| Reading text |

Artemis UK Smaller Companies Fund – Reviewing the first half of 2023
The managers of the Artemis UK Smaller Companies Fund take a brief look back on the first half of 2023.
Main changes to the fund
We started a new holding in Alpha Group, a foreign exchange specialist. It is growing rapidly (few companies have delivered stronger earnings growth over the past few years), it is financially robust (it is expected to end the year with around £200 million net cash on its balance sheet), it is cash generative and should be a beneficiary of higher interest rates.
We also started a new holding in FDM, a recruitment consultant. It has a strong balance sheet and an excellent long-term growth record. A third key addition was Tatton Asset Management. We are attracted by the growth in platform-only discretionary fund management.
We funded these additions by trimming some of our stronger performers including Medica, MoneySupermarket and Dunelm. We also trimmed Mears, whose strong performance had taken the holding above 3% of the fund. We sold out of RPS as its takeover by Tetra Tech (at a 90% premium to the pre-bid share price) completed. Similarly, we sold our holding in Crestchic after the bid from Aggreko completed (at a 44% premium) and Euromoney after a private equity bid completed (at a 34% premium).

| About this task |
From the half-year fund review, copy the passage starting with "We also started" and going on through "a 34% premium).".

| Records |
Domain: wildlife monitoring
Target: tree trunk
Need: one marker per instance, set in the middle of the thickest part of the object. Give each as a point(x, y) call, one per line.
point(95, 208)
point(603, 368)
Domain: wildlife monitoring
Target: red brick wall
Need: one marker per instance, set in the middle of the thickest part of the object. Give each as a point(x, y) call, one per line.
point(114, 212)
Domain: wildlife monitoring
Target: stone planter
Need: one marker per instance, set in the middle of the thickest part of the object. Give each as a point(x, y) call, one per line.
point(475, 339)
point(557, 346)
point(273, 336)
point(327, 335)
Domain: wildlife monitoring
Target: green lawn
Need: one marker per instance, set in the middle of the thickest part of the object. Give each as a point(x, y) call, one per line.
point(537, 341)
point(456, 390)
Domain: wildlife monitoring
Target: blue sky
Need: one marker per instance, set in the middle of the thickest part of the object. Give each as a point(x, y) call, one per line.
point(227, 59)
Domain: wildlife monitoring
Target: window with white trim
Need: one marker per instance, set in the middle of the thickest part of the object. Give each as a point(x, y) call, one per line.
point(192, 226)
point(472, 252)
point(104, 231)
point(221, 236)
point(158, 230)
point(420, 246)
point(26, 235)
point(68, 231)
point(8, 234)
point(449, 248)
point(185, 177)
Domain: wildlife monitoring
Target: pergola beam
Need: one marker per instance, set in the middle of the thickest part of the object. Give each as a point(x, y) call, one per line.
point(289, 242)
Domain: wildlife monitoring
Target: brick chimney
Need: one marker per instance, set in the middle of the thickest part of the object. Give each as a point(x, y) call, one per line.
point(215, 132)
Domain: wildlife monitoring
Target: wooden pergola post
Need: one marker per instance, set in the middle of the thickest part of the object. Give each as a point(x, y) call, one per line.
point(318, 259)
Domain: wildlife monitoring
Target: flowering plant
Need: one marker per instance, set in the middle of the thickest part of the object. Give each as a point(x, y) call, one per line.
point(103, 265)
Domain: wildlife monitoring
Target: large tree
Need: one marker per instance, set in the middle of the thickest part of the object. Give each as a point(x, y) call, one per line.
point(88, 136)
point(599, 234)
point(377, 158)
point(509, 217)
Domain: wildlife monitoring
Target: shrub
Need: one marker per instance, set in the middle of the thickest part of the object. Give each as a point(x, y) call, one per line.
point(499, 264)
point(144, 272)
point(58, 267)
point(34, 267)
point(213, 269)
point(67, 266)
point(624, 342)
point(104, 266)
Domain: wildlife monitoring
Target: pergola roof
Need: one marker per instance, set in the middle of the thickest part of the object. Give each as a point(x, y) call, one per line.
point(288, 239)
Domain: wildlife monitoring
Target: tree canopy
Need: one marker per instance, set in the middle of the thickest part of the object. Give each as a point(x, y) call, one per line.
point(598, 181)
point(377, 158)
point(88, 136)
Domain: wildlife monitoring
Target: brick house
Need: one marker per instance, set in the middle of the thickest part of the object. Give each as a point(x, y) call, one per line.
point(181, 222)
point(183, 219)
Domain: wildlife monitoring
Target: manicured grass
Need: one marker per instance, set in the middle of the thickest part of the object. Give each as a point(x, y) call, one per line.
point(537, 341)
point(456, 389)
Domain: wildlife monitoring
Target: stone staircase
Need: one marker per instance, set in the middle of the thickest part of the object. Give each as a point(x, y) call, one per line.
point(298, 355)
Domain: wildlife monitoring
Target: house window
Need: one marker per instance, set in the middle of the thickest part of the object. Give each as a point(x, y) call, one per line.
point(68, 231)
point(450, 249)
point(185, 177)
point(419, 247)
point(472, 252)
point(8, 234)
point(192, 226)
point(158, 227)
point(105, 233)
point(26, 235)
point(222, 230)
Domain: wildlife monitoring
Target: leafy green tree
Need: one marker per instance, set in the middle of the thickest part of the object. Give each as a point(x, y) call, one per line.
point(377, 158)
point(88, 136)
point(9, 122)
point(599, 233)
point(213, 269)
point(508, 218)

| Exercise answer |
We also started a new holding in FDM, a recruitment consultant. It has a strong balance sheet and an excellent long-term growth record. A third key addition was Tatton Asset Management. We are attracted by the growth in platform-only discretionary fund management.
We funded these additions by trimming some of our stronger performers including Medica, MoneySupermarket and Dunelm. We also trimmed Mears, whose strong performance had taken the holding above 3% of the fund. We sold out of RPS as its takeover by Tetra Tech (at a 90% premium to the pre-bid share price) completed. Similarly, we sold our holding in Crestchic after the bid from Aggreko completed (at a 44% premium) and Euromoney after a private equity bid completed (at a 34% premium).